Rewrite all the entries below as a numbered list, leaving out any blank lines.
--- Start Extracted entries ---
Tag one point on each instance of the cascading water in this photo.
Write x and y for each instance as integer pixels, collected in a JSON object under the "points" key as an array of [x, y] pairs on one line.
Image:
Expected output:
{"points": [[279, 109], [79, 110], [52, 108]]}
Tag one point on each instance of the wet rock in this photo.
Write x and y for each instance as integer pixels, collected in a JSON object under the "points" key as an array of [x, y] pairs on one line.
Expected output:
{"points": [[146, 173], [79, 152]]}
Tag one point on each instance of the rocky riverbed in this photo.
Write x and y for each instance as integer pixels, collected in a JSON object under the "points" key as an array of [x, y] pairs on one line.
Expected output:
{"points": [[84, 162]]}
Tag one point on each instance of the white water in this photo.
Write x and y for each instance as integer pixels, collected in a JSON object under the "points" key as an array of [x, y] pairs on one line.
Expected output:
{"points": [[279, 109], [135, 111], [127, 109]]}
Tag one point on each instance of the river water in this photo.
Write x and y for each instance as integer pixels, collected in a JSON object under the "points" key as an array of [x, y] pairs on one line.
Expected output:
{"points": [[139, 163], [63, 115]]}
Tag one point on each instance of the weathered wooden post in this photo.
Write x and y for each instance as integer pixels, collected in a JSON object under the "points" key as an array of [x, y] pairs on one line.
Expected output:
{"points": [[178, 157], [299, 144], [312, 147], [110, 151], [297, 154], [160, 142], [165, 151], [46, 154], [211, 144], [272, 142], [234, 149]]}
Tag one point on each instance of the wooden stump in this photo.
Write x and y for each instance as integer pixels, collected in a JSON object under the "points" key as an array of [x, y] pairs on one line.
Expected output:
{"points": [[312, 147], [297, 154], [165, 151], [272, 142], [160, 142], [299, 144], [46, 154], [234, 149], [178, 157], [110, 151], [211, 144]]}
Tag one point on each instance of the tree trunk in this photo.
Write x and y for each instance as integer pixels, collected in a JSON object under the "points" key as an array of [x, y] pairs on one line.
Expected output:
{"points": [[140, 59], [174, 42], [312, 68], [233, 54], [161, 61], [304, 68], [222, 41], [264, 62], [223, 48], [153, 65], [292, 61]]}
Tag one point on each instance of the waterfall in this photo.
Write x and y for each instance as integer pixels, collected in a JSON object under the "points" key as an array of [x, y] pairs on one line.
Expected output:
--- End Extracted entries ---
Solution below =
1. Tag one point on each instance of the cascading water in this photo.
2. Write x and y for each instance as integer pixels, collected in a JSON object under the "points" key as an array of [x, y] pairs on one line.
3. Image:
4. Expected output:
5. {"points": [[279, 109], [79, 110], [52, 108]]}
6. Tag one point on each instance of the wet rock in this photo.
7. Write x and y for each instance as integer pixels, collected in a JSON object under the "points" key as an array of [x, y] pairs on one line.
8. Expected output:
9. {"points": [[146, 173], [79, 152]]}
10. Tag one point on each instance of the rocky riverbed in this photo.
11. Write x and y for each instance as integer pixels, collected in a JSON object under the "points" key as an array of [x, y] pairs on one line.
12. Expected output:
13. {"points": [[84, 162]]}
14. Tag one point on each instance of the white water in this photo.
15. Write x and y for each instance as integer pixels, collected in a JSON object under the "points" key as an array of [x, y] pairs on one line.
16. Expected output:
17. {"points": [[279, 109], [135, 111], [127, 109]]}
18. Tag one point on each instance of the river water in this photo.
19. Write x and y for each instance as integer pixels, collected in a JSON object under the "points" key as an array of [x, y] pairs on one line.
20. Expected output:
21. {"points": [[139, 163], [63, 115]]}
22. Tag one point on each instance of the weathered wooden post in this photo.
23. Write x and y for each instance as integer pixels, collected in a JSON object under the "points" key as an array of [x, y] pairs on one line.
24. Expected output:
25. {"points": [[178, 157], [299, 144], [312, 147], [110, 151], [297, 154], [160, 142], [165, 151], [46, 154], [211, 144], [272, 142], [234, 149]]}
26. Tag one point on each instance of the wooden stump in this photo.
27. Write x and y for each instance as integer pixels, collected in a JSON object under the "points" key as an array of [x, y] pairs on one line.
28. Expected output:
29. {"points": [[312, 147], [297, 154], [165, 151], [272, 142], [160, 142], [299, 144], [46, 154], [234, 149], [178, 157], [110, 151], [211, 144]]}
30. Tag one point on each instance of the tree trunk in this photo.
31. Write x and y for each instance as integer pixels, collected in a JSON object under the "points" key as an array of [x, y] pairs on one line.
32. Expected output:
33. {"points": [[140, 59], [174, 42], [312, 68], [233, 54], [161, 61], [304, 68], [222, 41], [264, 62], [223, 48], [153, 65], [292, 61]]}
34. Tag one point on each instance of the waterfall in this photo.
35. Write x and y for each instance as integer pixels, collected in a JSON object under the "points" key as an array of [x, y] pairs on one line.
36. Expected output:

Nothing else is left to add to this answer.